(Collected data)
== == ==

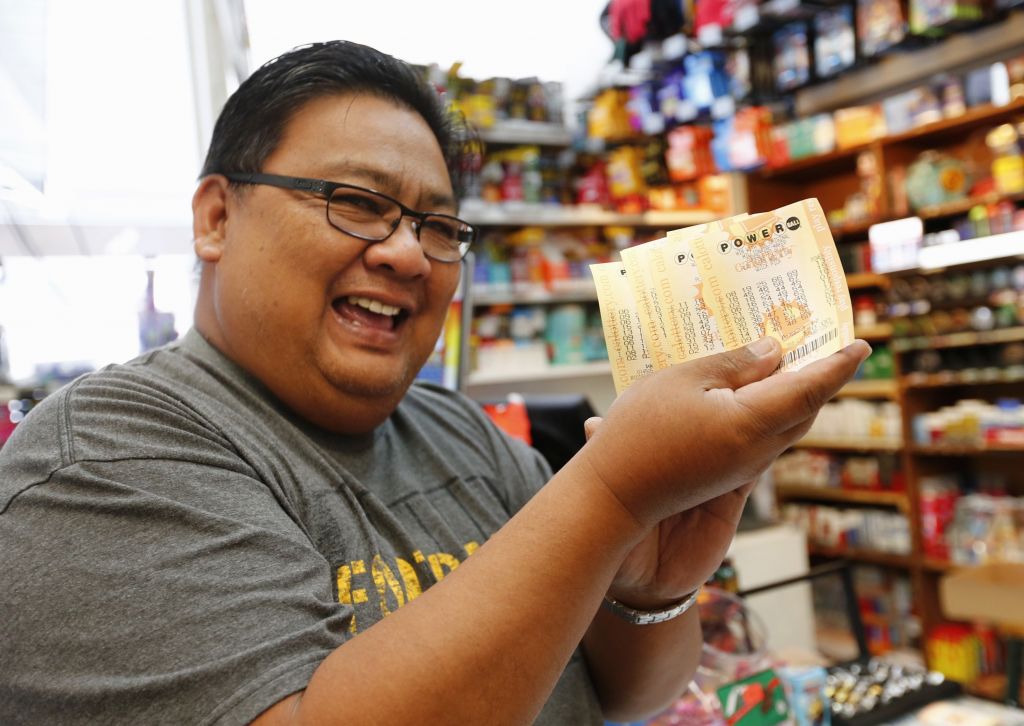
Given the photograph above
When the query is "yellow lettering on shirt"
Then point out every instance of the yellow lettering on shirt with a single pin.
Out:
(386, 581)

== == ==

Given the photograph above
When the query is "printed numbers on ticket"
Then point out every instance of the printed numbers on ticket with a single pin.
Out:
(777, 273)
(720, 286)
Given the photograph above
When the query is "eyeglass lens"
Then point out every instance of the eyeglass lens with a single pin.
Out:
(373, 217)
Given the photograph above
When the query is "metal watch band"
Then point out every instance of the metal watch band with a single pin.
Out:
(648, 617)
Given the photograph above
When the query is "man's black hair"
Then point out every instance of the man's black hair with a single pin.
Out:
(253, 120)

== == ==

** AIM OF THE TASK **
In how many lines of the records does the word "black" appear? Reply with the number only.

** ANSWER FOR THIS EXERCISE **
2